__Extracted records__:

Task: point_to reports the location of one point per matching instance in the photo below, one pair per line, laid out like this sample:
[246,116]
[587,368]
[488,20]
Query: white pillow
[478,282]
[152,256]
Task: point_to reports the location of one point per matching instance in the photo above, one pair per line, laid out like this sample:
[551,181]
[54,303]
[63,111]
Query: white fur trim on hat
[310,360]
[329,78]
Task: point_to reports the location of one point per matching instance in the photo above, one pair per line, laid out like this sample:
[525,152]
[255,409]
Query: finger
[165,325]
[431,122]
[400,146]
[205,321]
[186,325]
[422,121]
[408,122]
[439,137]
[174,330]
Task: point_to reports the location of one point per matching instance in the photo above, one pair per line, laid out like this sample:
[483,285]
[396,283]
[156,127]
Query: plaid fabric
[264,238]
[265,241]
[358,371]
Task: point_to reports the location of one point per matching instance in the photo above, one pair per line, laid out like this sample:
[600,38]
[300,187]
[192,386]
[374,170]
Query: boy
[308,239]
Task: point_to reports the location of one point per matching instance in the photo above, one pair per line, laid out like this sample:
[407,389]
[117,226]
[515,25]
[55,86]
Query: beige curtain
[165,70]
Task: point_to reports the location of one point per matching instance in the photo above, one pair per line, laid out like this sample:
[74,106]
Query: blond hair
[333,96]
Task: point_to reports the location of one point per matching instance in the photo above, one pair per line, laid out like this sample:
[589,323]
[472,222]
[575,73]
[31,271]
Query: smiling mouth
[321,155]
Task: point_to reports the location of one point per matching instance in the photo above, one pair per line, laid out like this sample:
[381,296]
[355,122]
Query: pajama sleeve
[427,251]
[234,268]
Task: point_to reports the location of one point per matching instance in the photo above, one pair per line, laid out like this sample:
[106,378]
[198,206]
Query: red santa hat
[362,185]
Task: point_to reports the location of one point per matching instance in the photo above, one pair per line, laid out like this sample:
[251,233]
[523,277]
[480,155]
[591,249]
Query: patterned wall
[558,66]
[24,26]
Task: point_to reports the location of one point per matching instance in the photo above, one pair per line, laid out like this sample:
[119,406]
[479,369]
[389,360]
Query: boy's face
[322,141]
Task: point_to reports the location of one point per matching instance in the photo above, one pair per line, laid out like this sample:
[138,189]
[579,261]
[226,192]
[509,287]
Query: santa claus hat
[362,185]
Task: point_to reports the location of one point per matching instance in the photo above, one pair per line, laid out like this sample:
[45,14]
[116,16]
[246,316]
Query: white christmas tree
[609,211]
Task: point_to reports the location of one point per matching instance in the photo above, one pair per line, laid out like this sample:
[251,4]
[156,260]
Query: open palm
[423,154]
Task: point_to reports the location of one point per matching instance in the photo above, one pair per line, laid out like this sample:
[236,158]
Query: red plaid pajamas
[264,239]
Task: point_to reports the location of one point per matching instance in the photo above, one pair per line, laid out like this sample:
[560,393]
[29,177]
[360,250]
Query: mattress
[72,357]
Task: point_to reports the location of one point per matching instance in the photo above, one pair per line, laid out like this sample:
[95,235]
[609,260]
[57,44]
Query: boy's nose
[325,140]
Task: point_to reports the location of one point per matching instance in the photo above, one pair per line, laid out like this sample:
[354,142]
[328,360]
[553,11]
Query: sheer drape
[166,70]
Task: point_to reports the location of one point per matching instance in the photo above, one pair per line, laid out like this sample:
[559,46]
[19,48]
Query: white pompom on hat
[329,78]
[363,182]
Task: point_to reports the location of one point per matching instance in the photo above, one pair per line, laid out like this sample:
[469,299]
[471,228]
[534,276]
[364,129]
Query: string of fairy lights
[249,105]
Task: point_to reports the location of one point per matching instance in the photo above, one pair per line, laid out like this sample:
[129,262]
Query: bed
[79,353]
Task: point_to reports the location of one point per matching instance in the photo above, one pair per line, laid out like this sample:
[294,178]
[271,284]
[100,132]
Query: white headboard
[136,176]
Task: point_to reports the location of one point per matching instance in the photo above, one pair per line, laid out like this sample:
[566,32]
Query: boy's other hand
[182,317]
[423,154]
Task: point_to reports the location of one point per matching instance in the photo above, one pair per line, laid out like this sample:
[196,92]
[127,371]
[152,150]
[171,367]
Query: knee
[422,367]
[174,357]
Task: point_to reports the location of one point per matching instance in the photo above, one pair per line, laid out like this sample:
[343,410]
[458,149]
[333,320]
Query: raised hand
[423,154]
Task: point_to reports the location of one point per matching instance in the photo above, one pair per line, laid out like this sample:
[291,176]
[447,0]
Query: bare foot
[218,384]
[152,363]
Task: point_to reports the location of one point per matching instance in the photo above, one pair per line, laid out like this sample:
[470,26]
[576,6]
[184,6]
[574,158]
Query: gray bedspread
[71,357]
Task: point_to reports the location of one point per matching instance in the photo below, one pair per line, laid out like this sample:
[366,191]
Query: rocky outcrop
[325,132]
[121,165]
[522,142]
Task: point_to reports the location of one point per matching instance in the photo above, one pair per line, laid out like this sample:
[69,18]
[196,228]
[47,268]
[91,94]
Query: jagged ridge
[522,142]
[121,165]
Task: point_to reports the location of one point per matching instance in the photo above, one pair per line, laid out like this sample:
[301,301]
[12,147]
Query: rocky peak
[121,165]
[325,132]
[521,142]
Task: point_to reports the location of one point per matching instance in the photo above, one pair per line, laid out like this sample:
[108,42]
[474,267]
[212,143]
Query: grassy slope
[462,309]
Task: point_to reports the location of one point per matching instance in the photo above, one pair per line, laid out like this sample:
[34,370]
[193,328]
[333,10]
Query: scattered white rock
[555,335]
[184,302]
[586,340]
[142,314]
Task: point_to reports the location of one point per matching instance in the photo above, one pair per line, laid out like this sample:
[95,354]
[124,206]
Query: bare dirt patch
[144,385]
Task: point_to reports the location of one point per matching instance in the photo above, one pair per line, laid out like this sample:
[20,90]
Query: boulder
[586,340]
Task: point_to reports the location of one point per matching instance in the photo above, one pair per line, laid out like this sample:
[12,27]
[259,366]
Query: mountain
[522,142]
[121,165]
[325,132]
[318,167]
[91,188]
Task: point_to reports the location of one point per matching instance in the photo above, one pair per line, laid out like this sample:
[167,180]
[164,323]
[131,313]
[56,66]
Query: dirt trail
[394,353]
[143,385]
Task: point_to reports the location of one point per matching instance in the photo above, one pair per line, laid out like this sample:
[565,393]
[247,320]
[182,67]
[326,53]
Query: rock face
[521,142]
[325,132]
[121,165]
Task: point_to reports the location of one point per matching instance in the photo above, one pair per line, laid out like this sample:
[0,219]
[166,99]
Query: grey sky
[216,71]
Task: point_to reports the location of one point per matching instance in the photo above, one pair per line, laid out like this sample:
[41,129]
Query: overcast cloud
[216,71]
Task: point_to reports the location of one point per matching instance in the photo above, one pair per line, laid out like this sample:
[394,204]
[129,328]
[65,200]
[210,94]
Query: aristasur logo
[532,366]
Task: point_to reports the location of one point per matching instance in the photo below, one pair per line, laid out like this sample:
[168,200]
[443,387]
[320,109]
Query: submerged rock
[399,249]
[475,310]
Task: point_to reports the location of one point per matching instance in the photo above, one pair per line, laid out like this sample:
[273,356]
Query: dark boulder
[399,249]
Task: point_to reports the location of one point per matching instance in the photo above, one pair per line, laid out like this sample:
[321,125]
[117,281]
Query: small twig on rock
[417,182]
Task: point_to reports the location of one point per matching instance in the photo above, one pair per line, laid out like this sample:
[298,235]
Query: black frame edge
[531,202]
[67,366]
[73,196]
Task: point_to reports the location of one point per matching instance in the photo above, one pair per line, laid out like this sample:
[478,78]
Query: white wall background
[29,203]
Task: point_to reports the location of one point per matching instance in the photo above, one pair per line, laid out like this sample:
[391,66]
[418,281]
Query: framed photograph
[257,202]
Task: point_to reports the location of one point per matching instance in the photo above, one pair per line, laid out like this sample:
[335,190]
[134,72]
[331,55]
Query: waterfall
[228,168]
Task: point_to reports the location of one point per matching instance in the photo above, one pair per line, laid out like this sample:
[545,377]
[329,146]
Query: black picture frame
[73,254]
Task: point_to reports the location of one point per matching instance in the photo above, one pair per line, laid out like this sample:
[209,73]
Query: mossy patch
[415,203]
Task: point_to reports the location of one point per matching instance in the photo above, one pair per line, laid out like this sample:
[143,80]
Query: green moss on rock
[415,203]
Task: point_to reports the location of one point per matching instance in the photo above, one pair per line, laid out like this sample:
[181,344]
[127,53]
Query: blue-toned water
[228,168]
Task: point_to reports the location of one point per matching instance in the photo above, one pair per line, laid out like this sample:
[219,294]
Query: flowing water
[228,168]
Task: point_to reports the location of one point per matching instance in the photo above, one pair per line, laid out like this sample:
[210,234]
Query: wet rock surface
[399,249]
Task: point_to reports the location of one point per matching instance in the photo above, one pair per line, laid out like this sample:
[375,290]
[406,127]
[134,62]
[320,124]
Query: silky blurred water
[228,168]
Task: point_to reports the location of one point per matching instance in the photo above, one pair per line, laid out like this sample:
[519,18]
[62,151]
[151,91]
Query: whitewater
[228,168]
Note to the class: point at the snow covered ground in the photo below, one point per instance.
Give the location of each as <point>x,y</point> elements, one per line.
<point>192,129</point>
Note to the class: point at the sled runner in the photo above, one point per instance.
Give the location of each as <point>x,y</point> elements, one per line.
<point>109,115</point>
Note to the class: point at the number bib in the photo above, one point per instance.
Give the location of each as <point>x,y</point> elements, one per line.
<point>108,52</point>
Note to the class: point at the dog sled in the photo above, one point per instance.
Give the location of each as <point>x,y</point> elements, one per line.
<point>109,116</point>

__What to produce__:
Only the number is required: state how many lines of the entries hold the word "sled".

__Output for this task__:
2